▶ WHAT YOU NEED TO DO
Each entry is to be printed again word for word.

▬▬▬

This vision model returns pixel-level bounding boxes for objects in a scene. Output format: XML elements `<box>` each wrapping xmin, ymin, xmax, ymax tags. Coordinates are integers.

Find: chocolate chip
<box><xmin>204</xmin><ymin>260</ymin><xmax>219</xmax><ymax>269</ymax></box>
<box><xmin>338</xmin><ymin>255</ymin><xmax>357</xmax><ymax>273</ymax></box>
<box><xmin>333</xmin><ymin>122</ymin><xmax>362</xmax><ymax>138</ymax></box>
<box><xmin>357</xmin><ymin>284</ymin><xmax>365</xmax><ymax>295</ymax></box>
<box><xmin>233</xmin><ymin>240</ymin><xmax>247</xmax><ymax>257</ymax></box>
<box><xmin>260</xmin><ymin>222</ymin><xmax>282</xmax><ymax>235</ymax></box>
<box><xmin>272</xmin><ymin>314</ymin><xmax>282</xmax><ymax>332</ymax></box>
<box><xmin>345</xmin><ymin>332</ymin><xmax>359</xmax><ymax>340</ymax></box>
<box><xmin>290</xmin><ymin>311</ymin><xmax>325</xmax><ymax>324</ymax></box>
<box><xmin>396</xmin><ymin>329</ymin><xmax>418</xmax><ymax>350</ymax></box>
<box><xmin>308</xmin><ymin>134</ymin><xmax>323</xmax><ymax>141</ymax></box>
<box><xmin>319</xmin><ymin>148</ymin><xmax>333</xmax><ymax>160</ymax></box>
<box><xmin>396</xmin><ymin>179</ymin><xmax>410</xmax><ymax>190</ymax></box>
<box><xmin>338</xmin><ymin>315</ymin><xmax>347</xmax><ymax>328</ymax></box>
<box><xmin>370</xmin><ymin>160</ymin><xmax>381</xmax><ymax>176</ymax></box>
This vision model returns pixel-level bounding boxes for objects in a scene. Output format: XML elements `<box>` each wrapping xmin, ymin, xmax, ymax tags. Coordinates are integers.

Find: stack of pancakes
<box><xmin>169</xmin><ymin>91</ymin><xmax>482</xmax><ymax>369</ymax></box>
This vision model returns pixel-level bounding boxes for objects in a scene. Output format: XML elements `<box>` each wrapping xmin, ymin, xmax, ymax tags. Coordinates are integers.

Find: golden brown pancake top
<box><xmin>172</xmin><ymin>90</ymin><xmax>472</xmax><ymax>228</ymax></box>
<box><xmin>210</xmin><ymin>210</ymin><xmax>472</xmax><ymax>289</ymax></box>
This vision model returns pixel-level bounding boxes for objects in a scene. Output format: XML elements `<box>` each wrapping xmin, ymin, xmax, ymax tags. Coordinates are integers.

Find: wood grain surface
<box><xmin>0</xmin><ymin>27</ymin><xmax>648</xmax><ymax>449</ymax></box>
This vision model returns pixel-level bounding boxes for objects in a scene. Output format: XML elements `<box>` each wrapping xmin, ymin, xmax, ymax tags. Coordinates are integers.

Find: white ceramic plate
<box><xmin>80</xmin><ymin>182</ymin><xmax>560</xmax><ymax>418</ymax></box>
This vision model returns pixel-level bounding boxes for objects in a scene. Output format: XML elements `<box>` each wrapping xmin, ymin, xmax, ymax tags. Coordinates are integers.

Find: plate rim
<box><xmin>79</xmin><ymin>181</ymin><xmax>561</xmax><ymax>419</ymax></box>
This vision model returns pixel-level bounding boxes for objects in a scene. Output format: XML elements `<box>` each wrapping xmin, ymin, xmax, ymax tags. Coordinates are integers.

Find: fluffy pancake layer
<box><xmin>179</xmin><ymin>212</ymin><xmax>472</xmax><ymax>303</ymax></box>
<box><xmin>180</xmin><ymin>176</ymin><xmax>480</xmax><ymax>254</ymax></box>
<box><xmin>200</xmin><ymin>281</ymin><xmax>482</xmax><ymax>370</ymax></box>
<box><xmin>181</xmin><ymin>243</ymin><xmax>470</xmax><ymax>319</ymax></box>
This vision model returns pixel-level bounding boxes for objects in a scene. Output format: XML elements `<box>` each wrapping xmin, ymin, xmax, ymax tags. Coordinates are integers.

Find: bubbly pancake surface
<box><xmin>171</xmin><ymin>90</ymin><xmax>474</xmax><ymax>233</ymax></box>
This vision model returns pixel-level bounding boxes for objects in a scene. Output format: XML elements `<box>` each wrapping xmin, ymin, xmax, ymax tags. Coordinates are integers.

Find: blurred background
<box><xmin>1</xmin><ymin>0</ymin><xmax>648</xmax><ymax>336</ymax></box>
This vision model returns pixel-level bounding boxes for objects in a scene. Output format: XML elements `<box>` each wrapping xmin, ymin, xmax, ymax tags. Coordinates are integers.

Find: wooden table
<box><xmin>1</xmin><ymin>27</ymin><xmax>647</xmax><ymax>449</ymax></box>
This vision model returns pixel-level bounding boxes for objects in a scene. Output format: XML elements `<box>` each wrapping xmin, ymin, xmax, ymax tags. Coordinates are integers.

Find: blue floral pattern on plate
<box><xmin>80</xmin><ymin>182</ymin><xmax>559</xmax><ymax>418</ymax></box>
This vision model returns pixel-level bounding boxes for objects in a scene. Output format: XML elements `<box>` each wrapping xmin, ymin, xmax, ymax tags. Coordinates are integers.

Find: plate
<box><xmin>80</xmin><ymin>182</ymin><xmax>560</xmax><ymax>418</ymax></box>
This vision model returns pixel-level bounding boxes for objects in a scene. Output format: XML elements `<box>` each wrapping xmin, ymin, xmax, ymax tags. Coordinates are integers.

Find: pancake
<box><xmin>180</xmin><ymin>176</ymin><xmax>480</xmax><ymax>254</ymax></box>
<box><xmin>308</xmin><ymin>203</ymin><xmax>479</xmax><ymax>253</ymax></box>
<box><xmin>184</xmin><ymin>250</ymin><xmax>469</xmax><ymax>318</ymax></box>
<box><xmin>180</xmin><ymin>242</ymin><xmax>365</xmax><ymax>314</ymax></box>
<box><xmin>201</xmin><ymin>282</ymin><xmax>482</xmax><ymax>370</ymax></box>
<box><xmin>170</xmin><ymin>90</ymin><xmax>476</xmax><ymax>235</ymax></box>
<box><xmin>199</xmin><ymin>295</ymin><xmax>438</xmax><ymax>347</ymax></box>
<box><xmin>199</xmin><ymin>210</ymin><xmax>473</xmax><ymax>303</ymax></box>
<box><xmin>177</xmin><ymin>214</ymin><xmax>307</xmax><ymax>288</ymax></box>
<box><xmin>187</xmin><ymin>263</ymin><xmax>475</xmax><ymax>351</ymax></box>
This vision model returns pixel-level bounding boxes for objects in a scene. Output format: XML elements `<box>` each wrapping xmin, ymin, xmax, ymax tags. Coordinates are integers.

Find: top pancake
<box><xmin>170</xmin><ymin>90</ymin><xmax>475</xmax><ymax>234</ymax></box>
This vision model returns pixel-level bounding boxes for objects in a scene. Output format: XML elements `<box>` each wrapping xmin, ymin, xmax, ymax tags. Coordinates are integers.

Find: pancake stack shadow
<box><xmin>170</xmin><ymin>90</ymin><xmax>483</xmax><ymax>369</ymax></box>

▬▬▬

▶ ANSWER FOR THIS EXERCISE
This vision model returns pixel-level bounding boxes for objects in a scene. Output format: XML elements `<box>` each wrapping xmin, ymin, xmax, ymax tags. Coordinates are integers.

Find: chocolate chip
<box><xmin>204</xmin><ymin>260</ymin><xmax>219</xmax><ymax>269</ymax></box>
<box><xmin>338</xmin><ymin>255</ymin><xmax>357</xmax><ymax>273</ymax></box>
<box><xmin>333</xmin><ymin>122</ymin><xmax>362</xmax><ymax>138</ymax></box>
<box><xmin>357</xmin><ymin>284</ymin><xmax>365</xmax><ymax>295</ymax></box>
<box><xmin>233</xmin><ymin>240</ymin><xmax>247</xmax><ymax>257</ymax></box>
<box><xmin>260</xmin><ymin>222</ymin><xmax>282</xmax><ymax>235</ymax></box>
<box><xmin>272</xmin><ymin>314</ymin><xmax>282</xmax><ymax>332</ymax></box>
<box><xmin>345</xmin><ymin>332</ymin><xmax>359</xmax><ymax>340</ymax></box>
<box><xmin>290</xmin><ymin>311</ymin><xmax>325</xmax><ymax>324</ymax></box>
<box><xmin>396</xmin><ymin>329</ymin><xmax>418</xmax><ymax>350</ymax></box>
<box><xmin>308</xmin><ymin>134</ymin><xmax>323</xmax><ymax>141</ymax></box>
<box><xmin>319</xmin><ymin>148</ymin><xmax>333</xmax><ymax>160</ymax></box>
<box><xmin>396</xmin><ymin>179</ymin><xmax>410</xmax><ymax>190</ymax></box>
<box><xmin>338</xmin><ymin>315</ymin><xmax>347</xmax><ymax>328</ymax></box>
<box><xmin>370</xmin><ymin>160</ymin><xmax>381</xmax><ymax>176</ymax></box>
This vision model returns pixel-level bounding boxes for objects in a scene. Output format: XML elements `<box>` each wrapping xmin, ymin, xmax, ymax tags. Coordinates are integers.

Find: stack of pancakes
<box><xmin>169</xmin><ymin>91</ymin><xmax>482</xmax><ymax>369</ymax></box>
This vision model returns pixel-level bounding boxes for objects in a scene. Output format: XML elements `<box>` each wrapping xmin, ymin, xmax, ymax tags. Coordinates are integers.

Find: golden brown pancake top
<box><xmin>172</xmin><ymin>90</ymin><xmax>472</xmax><ymax>228</ymax></box>
<box><xmin>210</xmin><ymin>210</ymin><xmax>472</xmax><ymax>289</ymax></box>
This vision model returns pixel-level bounding boxes for objects in a scene. Output format: XML elements `<box>` each wrapping xmin, ymin, xmax, ymax tags. Coordinates are integers.

Find: wood grain surface
<box><xmin>0</xmin><ymin>27</ymin><xmax>648</xmax><ymax>449</ymax></box>
This vision model returns pixel-level bounding boxes for objects in a scene. Output format: XML elements `<box>` each wrapping xmin, ymin, xmax, ymax tags. Coordinates are integers.

Find: white ceramic plate
<box><xmin>80</xmin><ymin>182</ymin><xmax>560</xmax><ymax>418</ymax></box>
This vision model returns pixel-level bounding boxes for objects in a scene. Output format: XML elements `<box>` each wrapping xmin, ymin, xmax, ymax tags. Coordinates are integers.

Find: plate rim
<box><xmin>79</xmin><ymin>181</ymin><xmax>561</xmax><ymax>419</ymax></box>
This vision model returns pixel-level bounding boxes for objects in a scene. Output format: XML elements `<box>` each wrapping xmin, ymin, xmax, ymax tags. Coordinates are integers.

Find: fluffy pancake layer
<box><xmin>179</xmin><ymin>212</ymin><xmax>472</xmax><ymax>303</ymax></box>
<box><xmin>180</xmin><ymin>176</ymin><xmax>480</xmax><ymax>254</ymax></box>
<box><xmin>200</xmin><ymin>281</ymin><xmax>482</xmax><ymax>370</ymax></box>
<box><xmin>181</xmin><ymin>243</ymin><xmax>470</xmax><ymax>319</ymax></box>
This vision model returns pixel-level bounding boxes for objects in a scene. Output format: XML elements `<box>` each wrapping xmin, ymin, xmax, ymax tags. Coordinates are integers.

Find: bubbly pancake surface
<box><xmin>171</xmin><ymin>90</ymin><xmax>474</xmax><ymax>233</ymax></box>
This vision model returns pixel-level bounding boxes for objects in a scene. Output format: XML elements `<box>` each wrapping xmin, ymin, xmax, ymax tags. Coordinates are integers.

Find: blurred background
<box><xmin>1</xmin><ymin>0</ymin><xmax>648</xmax><ymax>336</ymax></box>
This vision model returns pixel-level bounding boxes for objects in a scene. Output format: XML elements `<box>` each wrapping xmin, ymin, xmax, ymax tags. Coordinates are integers.

Find: wooden table
<box><xmin>1</xmin><ymin>27</ymin><xmax>647</xmax><ymax>449</ymax></box>
This vision model returns pixel-level bounding boxes for objects in a scene. Output format: XML elements `<box>` each wrapping xmin, ymin, xmax, ymax tags. Coordinates are integers.

Find: blue floral pattern on plate
<box><xmin>80</xmin><ymin>182</ymin><xmax>559</xmax><ymax>418</ymax></box>
This vision model returns pixel-level bounding boxes for objects in a scene. Output format: XML elements `<box>` each wrapping xmin, ymin, xmax, ymax tags. Coordinates are integers.

Find: plate
<box><xmin>80</xmin><ymin>182</ymin><xmax>560</xmax><ymax>418</ymax></box>
This vision model returns pixel-level bounding boxes for objects in a scene. Output format: XML elements `<box>` each wrapping xmin, ymin, xmax, ymax tags. Coordinates are integers.

Find: pancake
<box><xmin>180</xmin><ymin>176</ymin><xmax>480</xmax><ymax>254</ymax></box>
<box><xmin>308</xmin><ymin>203</ymin><xmax>479</xmax><ymax>253</ymax></box>
<box><xmin>184</xmin><ymin>250</ymin><xmax>469</xmax><ymax>318</ymax></box>
<box><xmin>180</xmin><ymin>242</ymin><xmax>365</xmax><ymax>314</ymax></box>
<box><xmin>201</xmin><ymin>282</ymin><xmax>482</xmax><ymax>370</ymax></box>
<box><xmin>170</xmin><ymin>90</ymin><xmax>476</xmax><ymax>235</ymax></box>
<box><xmin>199</xmin><ymin>295</ymin><xmax>438</xmax><ymax>347</ymax></box>
<box><xmin>199</xmin><ymin>210</ymin><xmax>473</xmax><ymax>303</ymax></box>
<box><xmin>177</xmin><ymin>214</ymin><xmax>307</xmax><ymax>288</ymax></box>
<box><xmin>187</xmin><ymin>263</ymin><xmax>475</xmax><ymax>351</ymax></box>
This vision model returns pixel-level bounding boxes for objects in a scene. Output format: XML elements `<box>` each wrapping xmin, ymin, xmax, ymax tags. Coordinates are integers.

Find: top pancake
<box><xmin>170</xmin><ymin>90</ymin><xmax>475</xmax><ymax>234</ymax></box>
This vision model returns pixel-level bounding boxes for objects in a scene. Output format: XML elements `<box>` each wrapping xmin, ymin, xmax, ymax tags. Coordinates are integers.

Find: pancake stack shadow
<box><xmin>170</xmin><ymin>90</ymin><xmax>483</xmax><ymax>369</ymax></box>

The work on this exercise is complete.